* **Exercise**: Check every line below for the word "Should" and copy each one that has it.
Information START
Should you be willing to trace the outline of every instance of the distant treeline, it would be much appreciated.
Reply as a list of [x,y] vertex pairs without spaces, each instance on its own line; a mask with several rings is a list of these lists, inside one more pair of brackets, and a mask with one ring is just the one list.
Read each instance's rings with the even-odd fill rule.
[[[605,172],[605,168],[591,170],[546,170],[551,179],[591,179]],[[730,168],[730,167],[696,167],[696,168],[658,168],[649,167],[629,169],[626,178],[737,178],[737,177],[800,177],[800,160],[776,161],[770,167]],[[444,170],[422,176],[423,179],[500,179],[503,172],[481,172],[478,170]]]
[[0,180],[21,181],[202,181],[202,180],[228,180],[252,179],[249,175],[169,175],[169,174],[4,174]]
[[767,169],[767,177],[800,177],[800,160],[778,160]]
Information END
Information START
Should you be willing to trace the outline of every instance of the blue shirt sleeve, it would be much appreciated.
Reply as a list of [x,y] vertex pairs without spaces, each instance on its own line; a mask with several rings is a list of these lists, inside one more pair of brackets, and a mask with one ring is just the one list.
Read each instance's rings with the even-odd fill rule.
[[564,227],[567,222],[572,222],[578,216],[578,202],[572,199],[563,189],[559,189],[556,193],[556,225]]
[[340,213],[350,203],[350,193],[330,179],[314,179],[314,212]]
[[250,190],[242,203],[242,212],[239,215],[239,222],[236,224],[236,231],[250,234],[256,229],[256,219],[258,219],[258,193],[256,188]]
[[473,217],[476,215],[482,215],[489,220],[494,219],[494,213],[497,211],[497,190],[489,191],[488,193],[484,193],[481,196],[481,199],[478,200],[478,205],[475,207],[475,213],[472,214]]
Information END
Information START
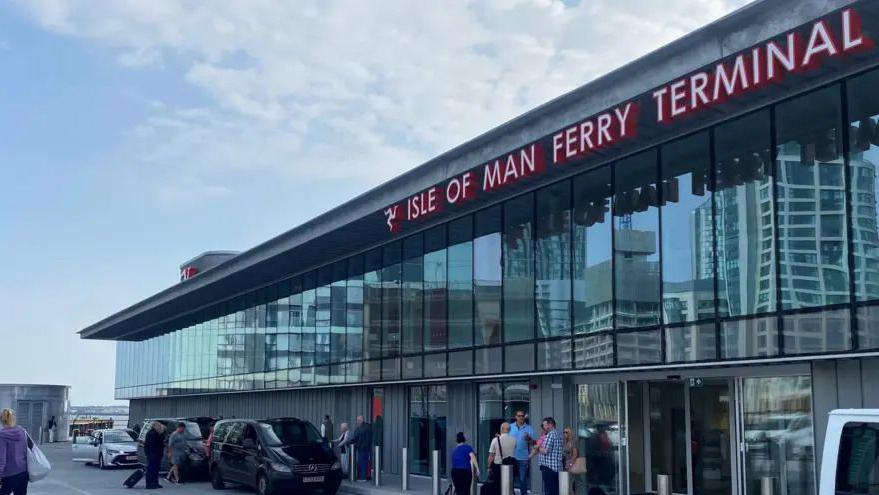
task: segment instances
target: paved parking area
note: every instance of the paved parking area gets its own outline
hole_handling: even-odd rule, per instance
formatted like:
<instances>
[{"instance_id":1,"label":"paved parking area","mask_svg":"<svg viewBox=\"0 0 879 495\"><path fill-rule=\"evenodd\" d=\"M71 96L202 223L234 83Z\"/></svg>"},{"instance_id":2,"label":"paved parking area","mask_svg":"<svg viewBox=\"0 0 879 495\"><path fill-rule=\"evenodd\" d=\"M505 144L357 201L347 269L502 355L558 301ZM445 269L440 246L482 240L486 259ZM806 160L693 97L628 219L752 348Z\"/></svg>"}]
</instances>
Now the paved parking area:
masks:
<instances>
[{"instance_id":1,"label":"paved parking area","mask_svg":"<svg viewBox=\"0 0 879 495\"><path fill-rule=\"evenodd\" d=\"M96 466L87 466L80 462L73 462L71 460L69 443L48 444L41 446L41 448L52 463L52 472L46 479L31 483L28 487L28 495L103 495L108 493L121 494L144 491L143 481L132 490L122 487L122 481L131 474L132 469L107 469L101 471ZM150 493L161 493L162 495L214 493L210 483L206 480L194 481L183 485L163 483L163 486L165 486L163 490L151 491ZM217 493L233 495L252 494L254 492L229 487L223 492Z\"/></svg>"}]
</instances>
Information END
* **Solution to this task**:
Should you be willing to trace the outline of every instance of the distant treeline, it would be much appreciated.
Should you be willing to trace the outline of every instance of the blue shirt sleeve, it would be much appreciated.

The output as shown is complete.